A complete answer includes every line below with the word "tree".
===== The input
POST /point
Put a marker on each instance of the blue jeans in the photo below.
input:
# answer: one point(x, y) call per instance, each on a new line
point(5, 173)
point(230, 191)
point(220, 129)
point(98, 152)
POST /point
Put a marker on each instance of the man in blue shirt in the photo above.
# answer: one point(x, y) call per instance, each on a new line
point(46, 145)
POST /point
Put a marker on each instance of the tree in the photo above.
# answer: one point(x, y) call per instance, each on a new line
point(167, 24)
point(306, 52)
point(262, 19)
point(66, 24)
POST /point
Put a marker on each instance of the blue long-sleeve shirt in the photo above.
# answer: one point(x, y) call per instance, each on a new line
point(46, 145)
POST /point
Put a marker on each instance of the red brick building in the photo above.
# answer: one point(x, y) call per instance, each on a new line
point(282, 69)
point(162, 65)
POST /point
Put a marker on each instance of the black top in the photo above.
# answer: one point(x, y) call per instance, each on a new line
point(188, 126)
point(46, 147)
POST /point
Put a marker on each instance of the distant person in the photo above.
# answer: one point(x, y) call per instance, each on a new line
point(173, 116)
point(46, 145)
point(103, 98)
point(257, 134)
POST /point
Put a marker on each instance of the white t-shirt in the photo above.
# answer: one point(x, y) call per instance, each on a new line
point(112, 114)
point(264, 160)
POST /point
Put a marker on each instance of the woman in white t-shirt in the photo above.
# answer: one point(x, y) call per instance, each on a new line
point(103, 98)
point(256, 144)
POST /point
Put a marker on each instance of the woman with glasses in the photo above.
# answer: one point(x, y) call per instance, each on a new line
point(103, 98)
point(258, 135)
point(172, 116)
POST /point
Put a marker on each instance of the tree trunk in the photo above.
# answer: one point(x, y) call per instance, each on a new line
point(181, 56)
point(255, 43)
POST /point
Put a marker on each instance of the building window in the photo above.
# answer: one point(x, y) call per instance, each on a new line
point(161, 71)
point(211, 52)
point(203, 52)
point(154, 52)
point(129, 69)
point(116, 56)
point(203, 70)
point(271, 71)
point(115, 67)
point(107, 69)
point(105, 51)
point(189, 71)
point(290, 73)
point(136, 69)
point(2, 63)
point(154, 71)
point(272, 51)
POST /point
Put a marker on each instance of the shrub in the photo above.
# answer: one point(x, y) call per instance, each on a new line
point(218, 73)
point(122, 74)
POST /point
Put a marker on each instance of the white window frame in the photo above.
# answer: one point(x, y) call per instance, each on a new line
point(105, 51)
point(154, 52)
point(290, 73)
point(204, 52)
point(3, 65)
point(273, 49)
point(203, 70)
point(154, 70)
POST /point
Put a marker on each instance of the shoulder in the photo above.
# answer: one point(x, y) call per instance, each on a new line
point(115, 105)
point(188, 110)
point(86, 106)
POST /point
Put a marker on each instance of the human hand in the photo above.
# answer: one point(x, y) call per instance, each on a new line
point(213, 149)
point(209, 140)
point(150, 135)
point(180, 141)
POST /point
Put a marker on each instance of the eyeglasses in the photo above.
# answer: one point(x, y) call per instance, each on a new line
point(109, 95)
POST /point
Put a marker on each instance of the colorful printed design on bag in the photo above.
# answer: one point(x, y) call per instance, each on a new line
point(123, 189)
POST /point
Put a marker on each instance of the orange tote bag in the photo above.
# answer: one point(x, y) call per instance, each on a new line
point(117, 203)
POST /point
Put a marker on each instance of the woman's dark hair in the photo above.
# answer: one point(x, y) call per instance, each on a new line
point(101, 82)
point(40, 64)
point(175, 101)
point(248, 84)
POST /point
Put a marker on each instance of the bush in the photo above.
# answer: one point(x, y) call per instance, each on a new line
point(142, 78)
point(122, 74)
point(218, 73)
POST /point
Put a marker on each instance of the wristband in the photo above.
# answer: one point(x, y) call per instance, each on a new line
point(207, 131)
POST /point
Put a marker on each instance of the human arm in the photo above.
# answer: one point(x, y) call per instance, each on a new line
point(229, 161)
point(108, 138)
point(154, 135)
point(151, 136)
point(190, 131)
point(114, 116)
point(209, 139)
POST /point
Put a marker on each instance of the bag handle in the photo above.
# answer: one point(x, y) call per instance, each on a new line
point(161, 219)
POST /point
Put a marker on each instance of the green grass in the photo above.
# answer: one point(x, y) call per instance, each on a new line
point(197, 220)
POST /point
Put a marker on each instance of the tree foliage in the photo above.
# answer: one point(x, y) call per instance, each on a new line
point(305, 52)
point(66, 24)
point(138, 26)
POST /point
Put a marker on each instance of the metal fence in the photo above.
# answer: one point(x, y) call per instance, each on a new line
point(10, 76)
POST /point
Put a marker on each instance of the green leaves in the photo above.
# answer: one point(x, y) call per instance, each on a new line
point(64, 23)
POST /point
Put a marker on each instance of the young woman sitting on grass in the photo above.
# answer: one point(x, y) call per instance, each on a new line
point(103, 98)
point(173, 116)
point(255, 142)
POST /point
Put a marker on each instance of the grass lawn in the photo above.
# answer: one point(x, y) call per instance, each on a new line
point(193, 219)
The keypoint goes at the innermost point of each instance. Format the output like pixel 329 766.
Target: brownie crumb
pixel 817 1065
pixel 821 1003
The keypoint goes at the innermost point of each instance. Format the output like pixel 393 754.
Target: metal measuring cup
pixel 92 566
==========
#### [Result of this task]
Put a marker on each instance of the tree in the photo above.
Put a marker on each instance of the tree trunk in the photo above.
Put a marker on each instance of the tree foliage in the photo above.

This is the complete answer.